# Aufgaben
- A) Fasse im Forumsthread über Downhillstrecken in Bielefeld den Absatz, der mit „Auf der *wordpress* Seite“ beginnt, als kurze Stichpunktliste zusammen.
- B) Setze den Forumsthread über Downhillstrecken in Bielefeld nach seinem letzten Satz fort.

# Textauszug

____

Der Beitrag soll weitere Interessen wecken, ihr könnt euch anschließen, Tipps geben und so weiter und so fort.

Soweit, sogut! Fühlt euch also so frei und diskutiert mit, ich werde im Namen der Initiative mein Bestmögliches tun um Kritik in sämtliche Richtungen aufzunehmen und bei Fragen oder Anregungen Antworten zu geben.

Bis dahin, 
ride on (natürlich nur legal ) !

00helga*


----------



## PixelMeyer (28. Januar 2014)

Hallo!
Sehr geil, das habt ihr ja schnell in die Wege geleitet.

PS: Gibt es Meinungen zu dem Text: http://mtbbielefeld.wordpress.com/was-ist-downhill/
Findet ihr das verständlich, könnt ihr euch damit identifizieren?


Auf der *wordpress* Seite: *http://mtbbielefeld.wordpress.com/*
könnt ihr euch den *aktuellen Stand* der Lage grob erschließen. Unter Presse gibt es dort die möglichkeiten alle Zeitungsartikel zu diesem Thema in Bielefeld zu lesen. 
z.B: üder die Freiwillige Müllentsorgung beim Peter auf dem Berge oder die Infoveranstaltung in der Stadt.

Grüße


----------



## MTB-News.de




----------



## xaviberlin (28. Januar 2014)

Wie bestimmt schon irgendwo in der Gruppe geschrieben: Ja!


----------



## SofusCorn (1. Februar 2014)

Ich habe, mit Downhill jetzt wenig am Hut, aber wünsche euch trotzdem viel Erfolg!


----------



## BoobFrog (13. Mai 2014)

Hey, gibt es in der Nähe von Bielefeld überhaupt eine Strecke die man fahren kann ohne jemanden auf den wegen zu gefährden?
Wenn nicht wird es wirklich Zeit das eine legale Strecke kommt. 
MfG


----------



## DerBergschreck (15. Mai 2014)

Die Begriffe "Downhill" und "Mountainbike" werden zu oft gemischt, sodass Missverständnisse bestehen.



> _Warum braucht Bielefeld legale Mountainbike-Strecken?_


Hier muss "Downhillstrecken" stehen, denn legale MTB Strecken (z.B. für XC und Tourenfahrer) gibt es genug, nämlich laut Forstgesetz *alle* Wege im Wald.
_



			-  Legale Strecken sind umweltfreundlich, da sie in Kooperation mit dem Forstamt entstehen und das „wilde“ Bauen von (sog. illegalen) Strecken eingedämmt wird.
		
Zum Vergrößern anklicken....

_
Wenn die legale Strecke zu weit von Zuhause entfernt liegt, werden trotzdem illegale Strecken gebaut.

____

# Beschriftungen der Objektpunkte
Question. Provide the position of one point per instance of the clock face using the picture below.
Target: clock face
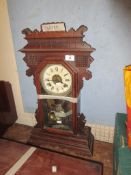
(56, 79)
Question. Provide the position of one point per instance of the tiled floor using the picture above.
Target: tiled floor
(21, 133)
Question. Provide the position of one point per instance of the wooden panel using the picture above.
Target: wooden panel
(10, 152)
(7, 105)
(41, 162)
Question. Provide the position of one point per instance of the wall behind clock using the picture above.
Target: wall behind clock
(109, 32)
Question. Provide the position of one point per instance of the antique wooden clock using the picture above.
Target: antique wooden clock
(59, 60)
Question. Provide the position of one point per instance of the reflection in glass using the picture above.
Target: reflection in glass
(58, 114)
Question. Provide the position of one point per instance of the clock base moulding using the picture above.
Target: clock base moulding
(80, 145)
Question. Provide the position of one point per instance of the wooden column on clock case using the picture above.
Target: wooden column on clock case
(55, 45)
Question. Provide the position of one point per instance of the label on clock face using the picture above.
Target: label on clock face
(70, 57)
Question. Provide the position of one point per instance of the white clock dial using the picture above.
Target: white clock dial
(56, 79)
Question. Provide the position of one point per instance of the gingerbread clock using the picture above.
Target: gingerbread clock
(59, 60)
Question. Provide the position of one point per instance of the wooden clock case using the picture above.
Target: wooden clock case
(51, 47)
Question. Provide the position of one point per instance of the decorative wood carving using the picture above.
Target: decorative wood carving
(50, 47)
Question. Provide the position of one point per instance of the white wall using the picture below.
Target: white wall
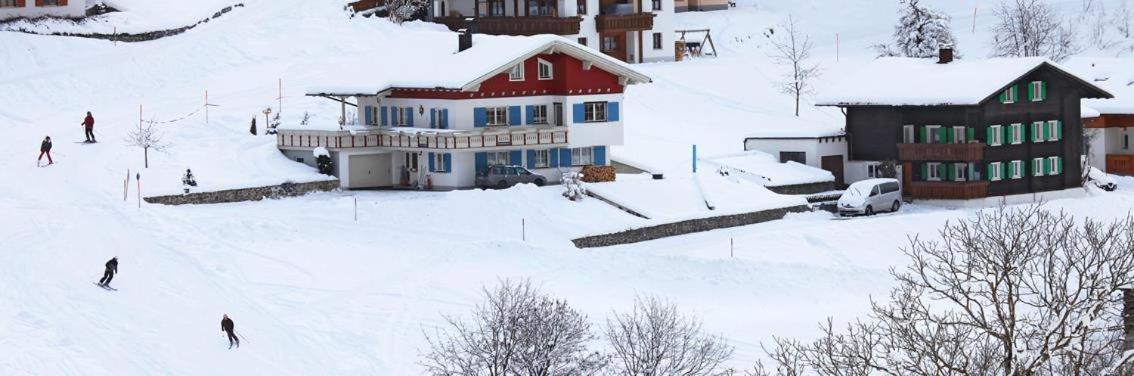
(74, 9)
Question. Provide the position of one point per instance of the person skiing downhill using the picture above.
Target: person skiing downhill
(89, 124)
(227, 326)
(109, 274)
(45, 150)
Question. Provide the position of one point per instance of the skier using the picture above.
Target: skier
(227, 326)
(45, 150)
(89, 124)
(109, 274)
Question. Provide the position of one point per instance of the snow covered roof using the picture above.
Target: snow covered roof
(924, 82)
(464, 70)
(1115, 75)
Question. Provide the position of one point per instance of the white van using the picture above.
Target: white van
(871, 196)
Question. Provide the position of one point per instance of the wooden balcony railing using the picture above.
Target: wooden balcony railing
(947, 189)
(516, 25)
(624, 23)
(441, 141)
(941, 152)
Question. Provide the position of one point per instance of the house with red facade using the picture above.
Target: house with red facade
(541, 102)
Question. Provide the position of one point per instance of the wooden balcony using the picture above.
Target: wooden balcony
(624, 23)
(947, 189)
(516, 25)
(941, 152)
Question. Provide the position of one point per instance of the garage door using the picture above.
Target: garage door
(370, 171)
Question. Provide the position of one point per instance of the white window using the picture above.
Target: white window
(934, 134)
(540, 114)
(958, 135)
(544, 69)
(595, 111)
(1017, 134)
(542, 159)
(439, 162)
(498, 159)
(581, 156)
(1054, 165)
(996, 135)
(497, 117)
(934, 171)
(516, 73)
(959, 171)
(404, 114)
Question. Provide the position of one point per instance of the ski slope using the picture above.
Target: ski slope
(315, 292)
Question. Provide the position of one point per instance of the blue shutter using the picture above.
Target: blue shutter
(480, 118)
(482, 162)
(600, 155)
(514, 116)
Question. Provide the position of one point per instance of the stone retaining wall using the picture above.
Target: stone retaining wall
(685, 227)
(254, 194)
(804, 189)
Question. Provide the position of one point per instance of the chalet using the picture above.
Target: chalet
(1109, 128)
(42, 8)
(632, 31)
(967, 129)
(542, 102)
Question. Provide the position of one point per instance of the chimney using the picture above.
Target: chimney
(1128, 319)
(945, 56)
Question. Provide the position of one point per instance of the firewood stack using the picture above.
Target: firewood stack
(598, 173)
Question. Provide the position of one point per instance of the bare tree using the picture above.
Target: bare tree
(517, 331)
(793, 49)
(146, 136)
(656, 340)
(1032, 28)
(1012, 292)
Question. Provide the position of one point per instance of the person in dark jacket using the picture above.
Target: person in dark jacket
(89, 124)
(109, 274)
(45, 150)
(227, 326)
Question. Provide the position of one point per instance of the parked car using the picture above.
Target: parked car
(507, 176)
(1101, 179)
(871, 196)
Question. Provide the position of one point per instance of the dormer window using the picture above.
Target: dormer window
(544, 69)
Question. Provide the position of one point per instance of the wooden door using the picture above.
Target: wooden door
(834, 163)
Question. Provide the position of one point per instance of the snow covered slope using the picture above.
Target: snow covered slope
(315, 292)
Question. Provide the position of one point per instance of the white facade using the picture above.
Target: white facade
(57, 8)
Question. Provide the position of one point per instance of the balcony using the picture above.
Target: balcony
(941, 152)
(516, 25)
(947, 189)
(624, 22)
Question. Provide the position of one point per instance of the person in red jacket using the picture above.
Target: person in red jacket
(89, 124)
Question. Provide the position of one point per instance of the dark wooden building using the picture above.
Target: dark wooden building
(967, 128)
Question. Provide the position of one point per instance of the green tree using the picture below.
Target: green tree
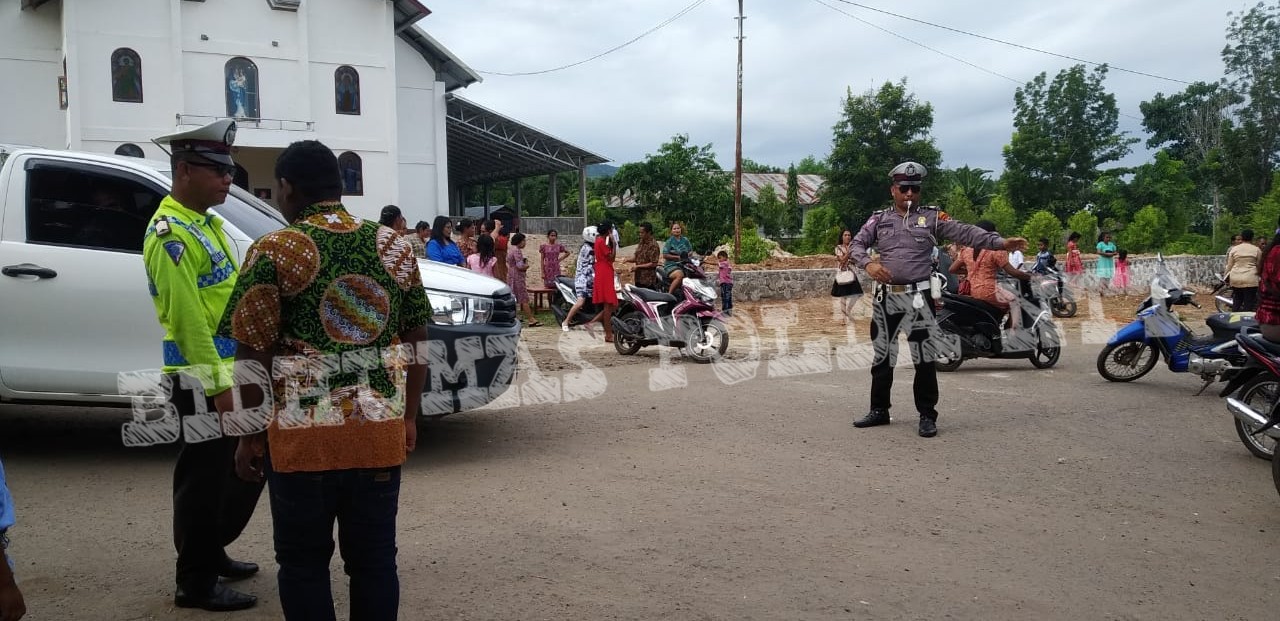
(877, 131)
(1001, 214)
(813, 165)
(1043, 224)
(755, 167)
(1252, 59)
(1064, 132)
(1147, 232)
(973, 183)
(769, 211)
(821, 231)
(792, 202)
(682, 182)
(959, 206)
(1084, 223)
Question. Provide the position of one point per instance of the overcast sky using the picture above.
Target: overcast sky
(799, 59)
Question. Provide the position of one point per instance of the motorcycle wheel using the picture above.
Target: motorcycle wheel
(1063, 306)
(1125, 361)
(1043, 357)
(1223, 305)
(1260, 393)
(709, 345)
(624, 343)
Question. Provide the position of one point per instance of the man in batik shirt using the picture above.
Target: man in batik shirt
(324, 304)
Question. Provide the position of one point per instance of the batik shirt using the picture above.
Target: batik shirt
(329, 296)
(191, 273)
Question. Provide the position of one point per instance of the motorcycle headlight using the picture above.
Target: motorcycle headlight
(702, 291)
(456, 309)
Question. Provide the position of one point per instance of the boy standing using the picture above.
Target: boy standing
(726, 279)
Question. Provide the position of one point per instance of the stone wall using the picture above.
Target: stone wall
(1196, 272)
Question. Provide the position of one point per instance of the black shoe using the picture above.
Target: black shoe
(872, 419)
(237, 570)
(219, 599)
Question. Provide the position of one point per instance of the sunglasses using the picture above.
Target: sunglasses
(220, 169)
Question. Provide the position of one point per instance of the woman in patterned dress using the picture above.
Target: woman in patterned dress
(517, 269)
(552, 254)
(603, 292)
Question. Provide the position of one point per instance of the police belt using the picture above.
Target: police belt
(904, 288)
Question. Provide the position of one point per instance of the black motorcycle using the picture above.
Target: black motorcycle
(974, 329)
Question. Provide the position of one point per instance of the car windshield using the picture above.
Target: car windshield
(246, 213)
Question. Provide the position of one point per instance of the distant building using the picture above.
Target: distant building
(360, 76)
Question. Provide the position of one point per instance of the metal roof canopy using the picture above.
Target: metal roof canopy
(485, 146)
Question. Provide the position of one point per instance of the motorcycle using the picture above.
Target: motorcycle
(1255, 406)
(1050, 287)
(686, 320)
(972, 329)
(1157, 330)
(1223, 295)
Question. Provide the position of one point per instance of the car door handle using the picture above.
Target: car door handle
(27, 270)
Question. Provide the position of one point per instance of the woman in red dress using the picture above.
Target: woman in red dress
(602, 291)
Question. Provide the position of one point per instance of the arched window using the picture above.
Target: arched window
(346, 85)
(352, 174)
(126, 76)
(129, 150)
(241, 77)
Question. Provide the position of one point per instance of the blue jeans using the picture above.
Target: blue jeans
(304, 507)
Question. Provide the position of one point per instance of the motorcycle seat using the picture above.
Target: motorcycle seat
(653, 296)
(986, 306)
(1269, 346)
(1229, 322)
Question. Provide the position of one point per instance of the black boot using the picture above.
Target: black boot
(873, 418)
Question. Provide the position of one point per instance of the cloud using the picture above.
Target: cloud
(799, 60)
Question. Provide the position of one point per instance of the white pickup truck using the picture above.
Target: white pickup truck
(74, 310)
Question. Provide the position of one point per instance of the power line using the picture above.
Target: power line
(611, 50)
(1011, 44)
(933, 49)
(917, 42)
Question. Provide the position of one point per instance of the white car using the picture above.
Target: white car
(76, 313)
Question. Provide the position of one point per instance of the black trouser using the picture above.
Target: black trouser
(1244, 298)
(888, 313)
(211, 506)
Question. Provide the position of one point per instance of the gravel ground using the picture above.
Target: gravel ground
(1047, 494)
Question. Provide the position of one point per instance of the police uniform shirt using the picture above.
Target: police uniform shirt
(906, 241)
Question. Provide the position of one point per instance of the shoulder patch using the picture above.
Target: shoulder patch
(176, 249)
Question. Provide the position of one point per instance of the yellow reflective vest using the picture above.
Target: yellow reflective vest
(191, 273)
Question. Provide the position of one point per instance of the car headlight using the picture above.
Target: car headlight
(456, 309)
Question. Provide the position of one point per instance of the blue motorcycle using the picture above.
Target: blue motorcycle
(1157, 330)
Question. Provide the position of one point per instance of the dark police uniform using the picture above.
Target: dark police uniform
(905, 242)
(191, 273)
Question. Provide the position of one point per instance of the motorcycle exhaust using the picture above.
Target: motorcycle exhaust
(1249, 416)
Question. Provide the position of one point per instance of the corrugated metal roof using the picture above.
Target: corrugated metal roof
(809, 186)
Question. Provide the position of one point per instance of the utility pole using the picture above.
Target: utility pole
(737, 150)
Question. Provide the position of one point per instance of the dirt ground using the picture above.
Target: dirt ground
(1047, 494)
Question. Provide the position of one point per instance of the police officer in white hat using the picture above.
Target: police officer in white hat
(191, 273)
(905, 236)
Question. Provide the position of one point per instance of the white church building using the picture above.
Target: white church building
(360, 76)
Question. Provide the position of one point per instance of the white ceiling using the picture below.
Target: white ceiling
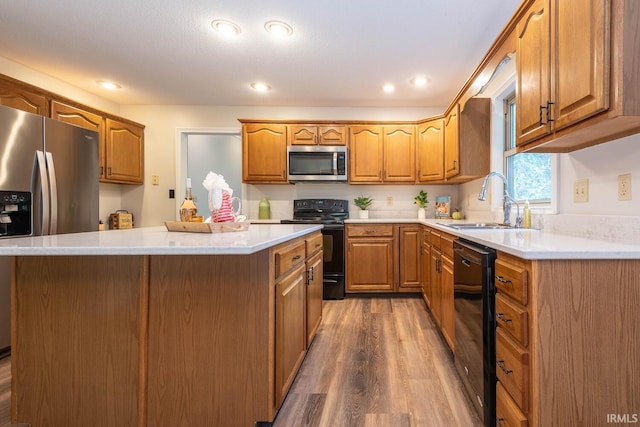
(340, 54)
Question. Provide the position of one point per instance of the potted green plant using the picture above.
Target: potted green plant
(422, 200)
(363, 203)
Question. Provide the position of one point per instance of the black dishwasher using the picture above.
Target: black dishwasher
(474, 299)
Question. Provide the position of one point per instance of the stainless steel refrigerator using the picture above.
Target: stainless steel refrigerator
(48, 185)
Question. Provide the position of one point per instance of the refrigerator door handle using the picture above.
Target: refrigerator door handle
(54, 193)
(44, 188)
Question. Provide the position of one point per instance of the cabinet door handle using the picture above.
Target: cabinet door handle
(500, 364)
(548, 108)
(310, 275)
(501, 317)
(504, 281)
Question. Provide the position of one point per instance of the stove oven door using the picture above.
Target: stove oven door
(333, 262)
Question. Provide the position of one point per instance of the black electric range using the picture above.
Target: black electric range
(331, 213)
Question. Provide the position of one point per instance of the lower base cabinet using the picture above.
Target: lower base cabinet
(291, 332)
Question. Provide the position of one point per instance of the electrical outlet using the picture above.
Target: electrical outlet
(624, 187)
(581, 190)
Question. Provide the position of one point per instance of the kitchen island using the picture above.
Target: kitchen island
(146, 327)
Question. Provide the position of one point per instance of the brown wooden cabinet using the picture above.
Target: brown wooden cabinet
(425, 265)
(430, 157)
(366, 154)
(451, 147)
(314, 285)
(124, 152)
(22, 97)
(317, 135)
(399, 154)
(440, 284)
(370, 258)
(409, 259)
(382, 153)
(264, 153)
(577, 88)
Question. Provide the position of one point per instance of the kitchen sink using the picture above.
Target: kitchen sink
(476, 226)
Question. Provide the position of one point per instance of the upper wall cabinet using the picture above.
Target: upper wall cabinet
(430, 159)
(121, 157)
(264, 153)
(317, 135)
(23, 98)
(577, 88)
(124, 152)
(382, 153)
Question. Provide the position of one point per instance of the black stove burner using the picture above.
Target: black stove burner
(319, 211)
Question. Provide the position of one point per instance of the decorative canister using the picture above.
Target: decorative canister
(264, 209)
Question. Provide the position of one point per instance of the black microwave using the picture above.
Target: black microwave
(317, 163)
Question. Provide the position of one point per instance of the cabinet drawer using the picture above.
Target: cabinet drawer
(373, 230)
(313, 244)
(512, 280)
(512, 317)
(507, 412)
(446, 245)
(289, 256)
(434, 239)
(512, 368)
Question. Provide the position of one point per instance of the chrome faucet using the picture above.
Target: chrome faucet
(507, 200)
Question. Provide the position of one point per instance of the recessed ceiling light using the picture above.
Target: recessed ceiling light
(226, 28)
(278, 28)
(260, 87)
(109, 85)
(419, 81)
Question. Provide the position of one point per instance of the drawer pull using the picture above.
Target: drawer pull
(504, 281)
(310, 275)
(500, 364)
(500, 316)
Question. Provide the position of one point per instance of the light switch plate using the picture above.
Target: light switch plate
(581, 190)
(624, 187)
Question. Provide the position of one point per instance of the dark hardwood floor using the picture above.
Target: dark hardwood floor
(5, 391)
(376, 361)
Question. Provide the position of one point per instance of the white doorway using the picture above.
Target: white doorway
(200, 151)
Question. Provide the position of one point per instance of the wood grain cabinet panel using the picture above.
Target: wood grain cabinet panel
(124, 152)
(430, 157)
(317, 134)
(85, 119)
(264, 153)
(399, 154)
(23, 98)
(409, 258)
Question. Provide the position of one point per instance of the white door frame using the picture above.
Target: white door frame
(182, 136)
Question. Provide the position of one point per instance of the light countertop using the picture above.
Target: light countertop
(157, 241)
(529, 243)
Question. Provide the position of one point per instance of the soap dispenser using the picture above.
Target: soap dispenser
(264, 209)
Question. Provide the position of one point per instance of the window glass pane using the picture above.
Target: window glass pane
(529, 176)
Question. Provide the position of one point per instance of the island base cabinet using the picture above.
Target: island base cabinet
(76, 355)
(209, 341)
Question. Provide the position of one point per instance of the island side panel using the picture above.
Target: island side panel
(75, 350)
(588, 336)
(210, 340)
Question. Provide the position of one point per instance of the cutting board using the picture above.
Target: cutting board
(206, 227)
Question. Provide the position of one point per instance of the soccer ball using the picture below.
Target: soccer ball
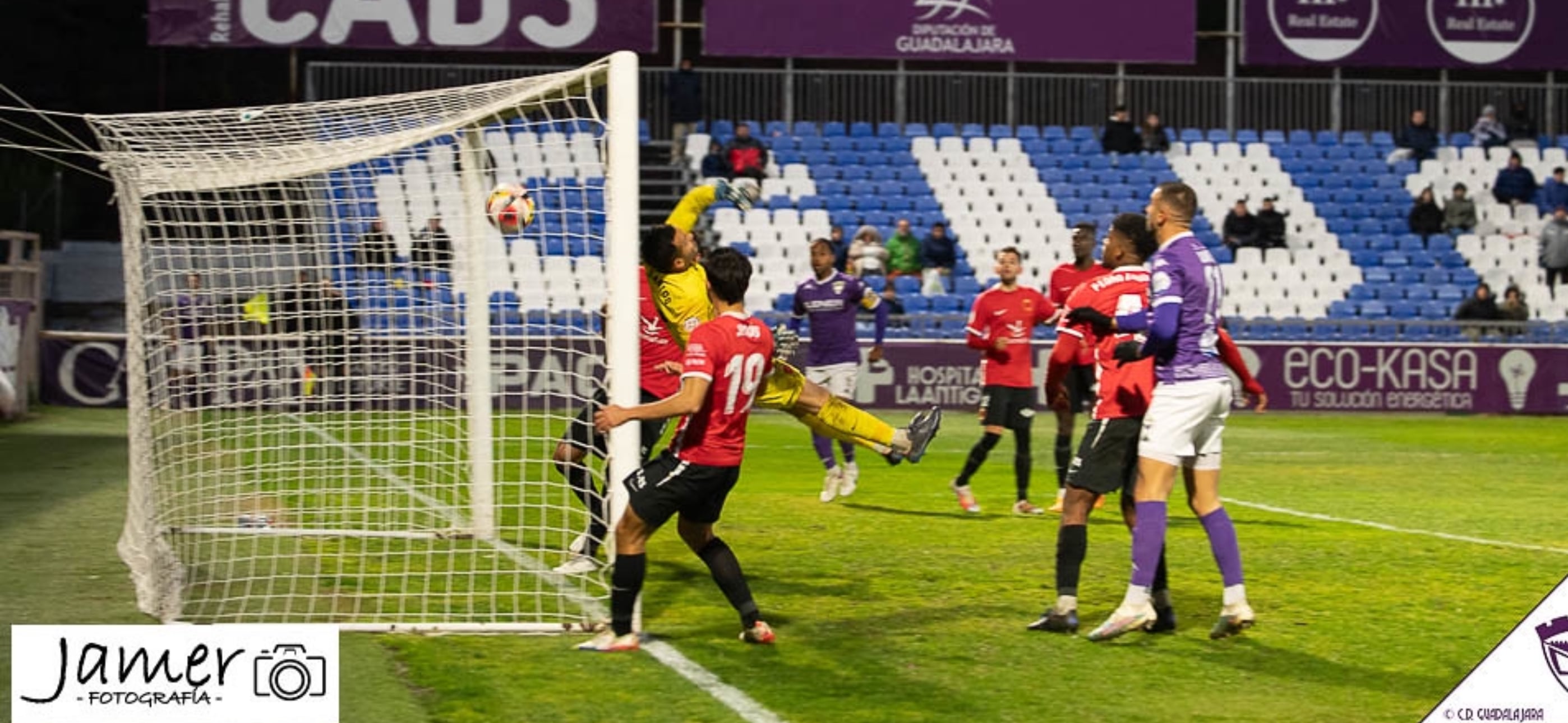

____

# Ergebnisse je Aufgabe
- A)
- Die Seite http://mtbbielefeld.wordpress.com/ gibt einen groben Überblick über den aktuellen Stand.
- Unter „Presse“ lassen sich dort alle Zeitungsartikel zum Thema in Bielefeld lesen.
- Beispiele sind Artikel über die freiwillige Müllentsorgung beim Peter auf dem Berge und über die Infoveranstaltung in der Stadt.

- B)
_



			-  Der Konflikt zwischen Wanderern und Mountainbikern könnte durch eine Konzentration von Abfahrstrecken befriedet werden.
		
Zum Vergrößern anklicken....

_Ich möchte mein Hobby "Mountainbikefahren" nicht auf einen halben Quadratkilometer eingegrenzt wissen. Hier sollte anstatt "Mountainbikern" wohl "Downhiller" stehen.


Davon abgesehen finde ich die Idee befremdlich, dass sich MTBler in einem Inustriewald, in dem mit Harvestern und Motorsägen gearbeitet wird, mit viel "Bitte, Bitte" überhaupt eine Erlaubnis holen müssen, ein paar Wege *um die Bäume herum* anlegen zu dürfen. Da erhaltet ihr dann von "Waldbesitzers Gnaden" etwas, was die euch jederzeit wieder weg nehmen können.

Ich weiss, das ist ne aufwändige Sache, aber ich würde da eher auf DIMB Ebene an einer diesbezüglichen Änderung des Forstgesetzes arbeiten. Wo Bäume gefällt werden dürfen, dürfen auch MTB Strecken gebaut werden.


----------



## DerBergschreck (15. Mai 2014)

BoobFrog schrieb:


> Hey, gibt es in der Nähe von Bielefeld überhaupt eine Strecke die man fahren kann ohne jemanden auf den wegen zu gefährden?



Ja, es gibt einige Strecken die steil/wurzelig genug sind, dass sich dort keine Fussgänger hin trauen.


----------



## OWL_Biker (15. Mai 2014)

Bergschreck, ich glaube du solltest dir selbst nochmal die Definitionen Mountainbiker und Downhiller vornehmen.

Ich für meinen Teil sehe mich als Mountainbiker und fahre so ein neumodisches Enduro. Ich fahre nur Touren und gerne auf Trails.
Die meisten Trails die mich mal etwas fordern & die ich sehr bewusst in die Route einplane sind die "illegalen, angelegten" Wege. Sprich Mufflon Trail, Trails in Steinhagen, Trails im Schopke usw.

Nur weil viele Biker - unter anderem wohl Du - diese Wege links liegen lässt, sind nicht alle anderen gleich Downhiller.
Nahezu jeder Biker mit dem ich mal unterwegs bin (von Enduro Biker bis CC-Hardtail Fahrer) fahren gerne über diese "illegalen" Trails.

Der Deister im Übrigen beweist recht gut dass illegale Strecken und legale Strecken (Ü30 und Ladies Only) gut koexistieren können.
Die beiden Trails haben die Lage ggü. Forstämtern dort klar verbessert, das erzählt dir jeder Local. Es scheint als würden die Förster


----------



## DerBergschreck (15. Mai 2014)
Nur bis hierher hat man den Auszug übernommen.